■ **Source passage**:
+ + + + +
Ray was one good guy, a supportive father, true friend, great cook, world traveler, and genuine giant in his trade. He lived a long, vibrant, colorful life, giving it one helluva shot – 94 dynamite years. Love ya Ray.
– Dutch Wolff
December 2010
A request stumps Wayne Newton – and Ray Rapetti saves the band
I met Ray Rapetti in the 1980’s when he was contractor at the Colonie Hill in Hauppauge, New York. Long before, Ray had earned a reputation in the club date field for having an enormous repertoire of tunes at his command but, to a lot of the show musicians who worked at the Colonie Hill, he was just “the contractor.”
Among the many acts presented at this giant “dinner theatre” venue was Wayne Newton. Newton carried with him every arrangement he had ever recorded so that he could perform any tune that he chose at a moment’s notice. Every musician had a stack of parts more than a foot high on the floor beside their chair.
One night a little old lady at a front table repeatedly called out praise for Newton: “Wayne, we love you!” and Newton took a liking to her. On the microphone, where the 1,000-plus audience members could hear him, he told the lady “Mother, It’s great to have you here tonight, and to show my appreciation, I’m going to do any song you want to hear. Just name it!”
She immediately called out the 1941 ballad “Miss You.” Everyone could see that Newton neither knew nor had ever heard of the old tune. He gave a pleading look to the orchestra but no one responded…except Ray, who stood up and began playing the song unaccompanied until, one by one, the rhythm section and the rest of the musicians figured out the melody and chords and chimed in.
It was clear that Newton was profoundly grateful and the whole band realized that they had seriously underestimated this veteran club dater.
Ray was a classic example of the Golden Age of New York club date musicians, whose encyclopedic knowledge of the American songbook was their stock in trade.
+ + + + +
■ **Supplied entries**:
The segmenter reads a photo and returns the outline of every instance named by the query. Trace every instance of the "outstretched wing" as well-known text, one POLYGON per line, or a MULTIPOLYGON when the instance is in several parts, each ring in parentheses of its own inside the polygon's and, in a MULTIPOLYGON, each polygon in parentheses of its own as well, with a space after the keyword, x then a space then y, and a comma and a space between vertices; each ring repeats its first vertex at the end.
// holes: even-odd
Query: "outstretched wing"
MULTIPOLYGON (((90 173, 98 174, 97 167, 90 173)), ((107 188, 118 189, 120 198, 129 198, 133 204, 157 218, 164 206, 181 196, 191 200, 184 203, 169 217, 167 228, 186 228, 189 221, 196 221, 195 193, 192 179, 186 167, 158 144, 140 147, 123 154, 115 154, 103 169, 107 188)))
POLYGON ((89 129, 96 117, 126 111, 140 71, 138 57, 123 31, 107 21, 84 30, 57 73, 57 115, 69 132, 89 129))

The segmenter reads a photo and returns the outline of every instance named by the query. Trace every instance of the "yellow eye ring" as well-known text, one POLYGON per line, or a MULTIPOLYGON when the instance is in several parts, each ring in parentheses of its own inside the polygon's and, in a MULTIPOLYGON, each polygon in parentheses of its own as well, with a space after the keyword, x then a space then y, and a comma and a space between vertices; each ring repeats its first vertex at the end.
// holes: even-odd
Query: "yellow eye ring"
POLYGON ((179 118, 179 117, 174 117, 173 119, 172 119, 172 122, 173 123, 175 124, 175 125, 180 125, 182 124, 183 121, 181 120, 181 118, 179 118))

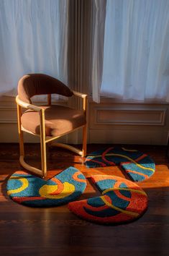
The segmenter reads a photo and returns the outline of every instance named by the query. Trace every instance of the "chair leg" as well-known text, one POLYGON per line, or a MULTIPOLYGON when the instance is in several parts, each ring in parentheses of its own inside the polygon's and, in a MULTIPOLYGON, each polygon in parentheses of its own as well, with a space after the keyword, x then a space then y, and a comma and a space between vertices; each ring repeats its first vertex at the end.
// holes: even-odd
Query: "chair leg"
+ + + + +
■ **Problem 1**:
Answer these from the Ray Rapetti piece, marking each answer with its letter:
(a) At which venue was Ray Rapetti the contractor in the 1980s, and in what town?
(b) What song did the woman at the front table request, and from what year was it?
(c) How many years did Ray live?
■ **Problem 2**:
According to the Ray Rapetti piece, why did each musician at Wayne Newton's shows have a stack of parts more than a foot high beside their chair?
■ **Problem 3**:
From the Ray Rapetti piece, extract the passage that begins with the words "One night a" and ends with the words "veteran club dater.".

■ **Final answer 1**:
(a) The Colonie Hill in Hauppauge, New York.
(b) "Miss You," a ballad from 1941.
(c) 94 years.

■ **Final answer 2**:
Newton carried every arrangement he had ever recorded. That let him perform any tune he chose at a moment's notice, so every musician needed parts for all of them on hand.

■ **Final answer 3**:
One night a little old lady at a front table repeatedly called out praise for Newton: “Wayne, we love you!” and Newton took a liking to her. On the microphone, where the 1,000-plus audience members could hear him, he told the lady “Mother, It’s great to have you here tonight, and to show my appreciation, I’m going to do any song you want to hear. Just name it!”
She immediately called out the 1941 ballad “Miss You.” Everyone could see that Newton neither knew nor had ever heard of the old tune. He gave a pleading look to the orchestra but no one responded…except Ray, who stood up and began playing the song unaccompanied until, one by one, the rhythm section and the rest of the musicians figured out the melody and chords and chimed in.
It was clear that Newton was profoundly grateful and the whole band realized that they had seriously underestimated this veteran club dater.